▶ **WHAT YOU WILL DO**
A word-for-word repetition of the records beneath this task is the expected answer.

[Referring expression grounding data]
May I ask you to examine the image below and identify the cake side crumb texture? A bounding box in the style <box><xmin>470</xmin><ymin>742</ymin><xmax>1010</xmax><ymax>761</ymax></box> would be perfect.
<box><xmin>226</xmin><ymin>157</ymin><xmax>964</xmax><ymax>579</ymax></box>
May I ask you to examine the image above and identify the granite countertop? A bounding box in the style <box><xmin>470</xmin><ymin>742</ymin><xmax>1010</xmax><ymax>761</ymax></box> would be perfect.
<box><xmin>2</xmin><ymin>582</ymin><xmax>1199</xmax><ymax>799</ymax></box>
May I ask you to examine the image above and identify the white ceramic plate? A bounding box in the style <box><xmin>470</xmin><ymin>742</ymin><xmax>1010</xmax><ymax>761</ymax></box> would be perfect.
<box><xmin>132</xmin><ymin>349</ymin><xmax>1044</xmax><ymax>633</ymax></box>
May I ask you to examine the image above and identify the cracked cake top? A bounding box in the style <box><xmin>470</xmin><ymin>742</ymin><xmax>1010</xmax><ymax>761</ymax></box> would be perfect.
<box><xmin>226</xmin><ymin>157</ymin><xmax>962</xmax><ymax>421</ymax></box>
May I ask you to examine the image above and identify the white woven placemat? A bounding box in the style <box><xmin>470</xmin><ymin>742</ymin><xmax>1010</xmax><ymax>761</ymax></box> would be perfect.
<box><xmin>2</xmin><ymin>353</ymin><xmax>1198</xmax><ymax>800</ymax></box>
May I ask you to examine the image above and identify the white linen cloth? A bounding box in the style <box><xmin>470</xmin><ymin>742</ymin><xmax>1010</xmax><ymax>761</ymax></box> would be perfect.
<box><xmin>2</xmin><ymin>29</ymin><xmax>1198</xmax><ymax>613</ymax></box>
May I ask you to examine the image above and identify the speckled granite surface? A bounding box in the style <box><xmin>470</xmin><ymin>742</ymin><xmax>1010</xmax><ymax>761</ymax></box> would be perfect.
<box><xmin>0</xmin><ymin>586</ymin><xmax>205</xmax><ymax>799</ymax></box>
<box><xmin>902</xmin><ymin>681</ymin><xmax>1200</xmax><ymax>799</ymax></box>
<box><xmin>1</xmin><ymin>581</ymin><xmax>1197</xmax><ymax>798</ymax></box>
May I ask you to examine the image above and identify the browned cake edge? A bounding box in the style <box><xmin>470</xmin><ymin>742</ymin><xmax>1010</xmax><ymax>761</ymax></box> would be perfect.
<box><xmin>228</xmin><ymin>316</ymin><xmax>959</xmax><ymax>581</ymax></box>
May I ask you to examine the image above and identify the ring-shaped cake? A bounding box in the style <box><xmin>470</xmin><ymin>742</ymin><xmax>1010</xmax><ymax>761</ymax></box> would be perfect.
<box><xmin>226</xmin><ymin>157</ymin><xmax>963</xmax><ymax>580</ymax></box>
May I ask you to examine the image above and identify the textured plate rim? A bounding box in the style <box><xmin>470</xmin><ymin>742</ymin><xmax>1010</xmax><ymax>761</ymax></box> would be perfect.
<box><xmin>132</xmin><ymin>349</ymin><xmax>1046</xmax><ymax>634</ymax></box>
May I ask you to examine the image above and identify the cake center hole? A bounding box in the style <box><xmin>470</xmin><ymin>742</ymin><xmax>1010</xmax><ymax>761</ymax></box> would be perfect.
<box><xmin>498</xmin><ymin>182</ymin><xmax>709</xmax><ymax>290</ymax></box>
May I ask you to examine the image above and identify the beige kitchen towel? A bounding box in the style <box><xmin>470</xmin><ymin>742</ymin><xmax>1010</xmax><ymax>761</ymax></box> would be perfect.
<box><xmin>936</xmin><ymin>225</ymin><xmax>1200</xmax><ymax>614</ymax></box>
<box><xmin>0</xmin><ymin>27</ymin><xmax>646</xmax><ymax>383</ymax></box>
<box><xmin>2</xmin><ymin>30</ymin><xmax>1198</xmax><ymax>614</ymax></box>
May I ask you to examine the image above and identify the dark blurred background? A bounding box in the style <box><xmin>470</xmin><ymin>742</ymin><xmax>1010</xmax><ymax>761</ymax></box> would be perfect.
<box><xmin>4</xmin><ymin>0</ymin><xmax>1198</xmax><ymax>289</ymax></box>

▶ **RESPONSE AREA**
May I ask you to examine the image below and identify the cake side crumb texture? A bounding box in the style <box><xmin>470</xmin><ymin>742</ymin><xmax>1010</xmax><ymax>761</ymax></box> would be perfect.
<box><xmin>226</xmin><ymin>157</ymin><xmax>964</xmax><ymax>579</ymax></box>
May I ask you to examine the image above and identify the granite countertop? A bounding box in the style <box><xmin>470</xmin><ymin>742</ymin><xmax>1010</xmax><ymax>761</ymax></box> would be perfect.
<box><xmin>2</xmin><ymin>582</ymin><xmax>1199</xmax><ymax>799</ymax></box>
May I ask you to examine the image above and identify the white ceramic plate? A bounding box in the style <box><xmin>470</xmin><ymin>742</ymin><xmax>1010</xmax><ymax>761</ymax></box> would be perfect.
<box><xmin>132</xmin><ymin>349</ymin><xmax>1044</xmax><ymax>633</ymax></box>
May I ask you to examine the image above and identify the cracked cake top? A bounding box in the style <box><xmin>470</xmin><ymin>742</ymin><xmax>1010</xmax><ymax>761</ymax></box> would be perfect.
<box><xmin>226</xmin><ymin>157</ymin><xmax>962</xmax><ymax>421</ymax></box>
May I ask you to examine the image above and identify the white woven placemat? A bounding box in the style <box><xmin>470</xmin><ymin>742</ymin><xmax>1010</xmax><ymax>761</ymax></box> would be perfect.
<box><xmin>2</xmin><ymin>353</ymin><xmax>1198</xmax><ymax>800</ymax></box>
May I ask you to examine the image above and identify the white linen cloth? A bounding box in the style <box><xmin>470</xmin><ymin>742</ymin><xmax>1010</xmax><ymax>761</ymax></box> would be perfect.
<box><xmin>2</xmin><ymin>29</ymin><xmax>1198</xmax><ymax>613</ymax></box>
May I ask you to examine the image above and identify the speckled granite surface? A bounding box in the style <box><xmin>470</xmin><ymin>742</ymin><xmax>1010</xmax><ymax>761</ymax></box> would be perfect.
<box><xmin>0</xmin><ymin>586</ymin><xmax>205</xmax><ymax>799</ymax></box>
<box><xmin>902</xmin><ymin>681</ymin><xmax>1200</xmax><ymax>799</ymax></box>
<box><xmin>1</xmin><ymin>581</ymin><xmax>1197</xmax><ymax>798</ymax></box>
May I ask you to examine the image above and identify the browned cake edge? A bounding box in the style <box><xmin>470</xmin><ymin>742</ymin><xmax>1010</xmax><ymax>761</ymax></box> would be perfect.
<box><xmin>228</xmin><ymin>316</ymin><xmax>959</xmax><ymax>581</ymax></box>
May I ask you to examine the image above and identify the ring-shaped cake? A bounding box in the style <box><xmin>470</xmin><ymin>742</ymin><xmax>1010</xmax><ymax>761</ymax></box> would be perfect.
<box><xmin>226</xmin><ymin>157</ymin><xmax>963</xmax><ymax>580</ymax></box>
May I ask you to examine the image above and identify the textured plate rim? A bounding box in the style <box><xmin>470</xmin><ymin>742</ymin><xmax>1010</xmax><ymax>761</ymax></box> would be perfect.
<box><xmin>132</xmin><ymin>349</ymin><xmax>1046</xmax><ymax>634</ymax></box>
May I ask you to examine the image above and identify the cake center hole? A bounding box in the style <box><xmin>470</xmin><ymin>742</ymin><xmax>1010</xmax><ymax>761</ymax></box> would be perfect.
<box><xmin>498</xmin><ymin>182</ymin><xmax>709</xmax><ymax>290</ymax></box>
May I ask you to examine the image above and identify the beige kitchen towel? A bounding box in the style <box><xmin>470</xmin><ymin>742</ymin><xmax>1010</xmax><ymax>761</ymax></box> would be perfect.
<box><xmin>936</xmin><ymin>225</ymin><xmax>1200</xmax><ymax>614</ymax></box>
<box><xmin>0</xmin><ymin>27</ymin><xmax>646</xmax><ymax>383</ymax></box>
<box><xmin>2</xmin><ymin>30</ymin><xmax>1198</xmax><ymax>614</ymax></box>
May I ask you to examine the image above and identify the dark blurred background? A bounding box in the style <box><xmin>470</xmin><ymin>742</ymin><xmax>1010</xmax><ymax>761</ymax></box> would be perfect.
<box><xmin>4</xmin><ymin>0</ymin><xmax>1198</xmax><ymax>289</ymax></box>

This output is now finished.